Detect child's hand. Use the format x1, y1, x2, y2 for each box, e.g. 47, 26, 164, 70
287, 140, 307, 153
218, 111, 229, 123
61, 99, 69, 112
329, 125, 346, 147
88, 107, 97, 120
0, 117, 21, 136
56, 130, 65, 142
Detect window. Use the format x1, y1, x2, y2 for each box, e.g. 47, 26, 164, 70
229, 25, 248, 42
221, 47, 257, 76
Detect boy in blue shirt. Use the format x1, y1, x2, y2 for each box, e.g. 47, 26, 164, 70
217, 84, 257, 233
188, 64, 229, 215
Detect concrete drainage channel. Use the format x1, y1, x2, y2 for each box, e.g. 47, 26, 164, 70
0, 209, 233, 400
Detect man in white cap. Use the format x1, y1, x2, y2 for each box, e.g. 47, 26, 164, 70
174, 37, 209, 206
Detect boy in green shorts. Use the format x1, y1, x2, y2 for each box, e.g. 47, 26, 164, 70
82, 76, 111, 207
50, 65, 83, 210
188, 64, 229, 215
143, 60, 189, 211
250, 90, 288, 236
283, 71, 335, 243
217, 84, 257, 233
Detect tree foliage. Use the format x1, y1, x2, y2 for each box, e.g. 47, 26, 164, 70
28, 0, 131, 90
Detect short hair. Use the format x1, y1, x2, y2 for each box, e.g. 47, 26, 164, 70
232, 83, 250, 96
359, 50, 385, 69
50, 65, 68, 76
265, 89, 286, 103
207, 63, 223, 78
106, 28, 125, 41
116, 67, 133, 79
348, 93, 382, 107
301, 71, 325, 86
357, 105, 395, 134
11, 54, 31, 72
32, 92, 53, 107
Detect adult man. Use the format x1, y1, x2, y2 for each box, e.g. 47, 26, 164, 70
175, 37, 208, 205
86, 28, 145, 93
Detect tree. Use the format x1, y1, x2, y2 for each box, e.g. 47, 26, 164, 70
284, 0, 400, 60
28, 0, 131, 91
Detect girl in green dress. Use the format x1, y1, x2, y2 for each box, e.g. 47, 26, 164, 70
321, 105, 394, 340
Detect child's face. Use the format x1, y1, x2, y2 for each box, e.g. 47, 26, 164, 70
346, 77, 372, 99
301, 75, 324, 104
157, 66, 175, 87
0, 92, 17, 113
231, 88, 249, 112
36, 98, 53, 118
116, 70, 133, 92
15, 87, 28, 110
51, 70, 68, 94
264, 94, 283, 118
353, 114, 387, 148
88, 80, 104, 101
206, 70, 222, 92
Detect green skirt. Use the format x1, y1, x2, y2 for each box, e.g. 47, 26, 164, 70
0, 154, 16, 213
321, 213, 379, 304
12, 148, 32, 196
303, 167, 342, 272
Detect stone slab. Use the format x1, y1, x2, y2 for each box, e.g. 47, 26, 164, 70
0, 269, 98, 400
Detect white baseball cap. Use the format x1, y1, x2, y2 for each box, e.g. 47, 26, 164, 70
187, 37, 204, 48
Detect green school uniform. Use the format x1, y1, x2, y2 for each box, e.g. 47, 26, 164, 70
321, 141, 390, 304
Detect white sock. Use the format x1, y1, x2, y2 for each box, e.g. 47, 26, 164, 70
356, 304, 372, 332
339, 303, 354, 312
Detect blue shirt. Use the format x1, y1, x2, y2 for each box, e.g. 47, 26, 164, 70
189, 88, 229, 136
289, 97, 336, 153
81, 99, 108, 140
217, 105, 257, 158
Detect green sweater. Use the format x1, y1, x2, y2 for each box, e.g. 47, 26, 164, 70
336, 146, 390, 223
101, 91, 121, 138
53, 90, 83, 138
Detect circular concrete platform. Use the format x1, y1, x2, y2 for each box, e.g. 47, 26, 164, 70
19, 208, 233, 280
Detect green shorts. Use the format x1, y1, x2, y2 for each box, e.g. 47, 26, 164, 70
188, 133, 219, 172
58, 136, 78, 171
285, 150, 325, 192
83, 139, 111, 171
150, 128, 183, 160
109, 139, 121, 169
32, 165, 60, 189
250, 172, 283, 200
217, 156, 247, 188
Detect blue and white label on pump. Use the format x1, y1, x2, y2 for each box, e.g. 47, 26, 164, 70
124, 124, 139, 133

# # # # # # #

> **WHAT YOU WILL DO**: Please count the lines of the records above that contain the string "shorts" and give only the number.

> **WRITTEN SOLUTION**: 2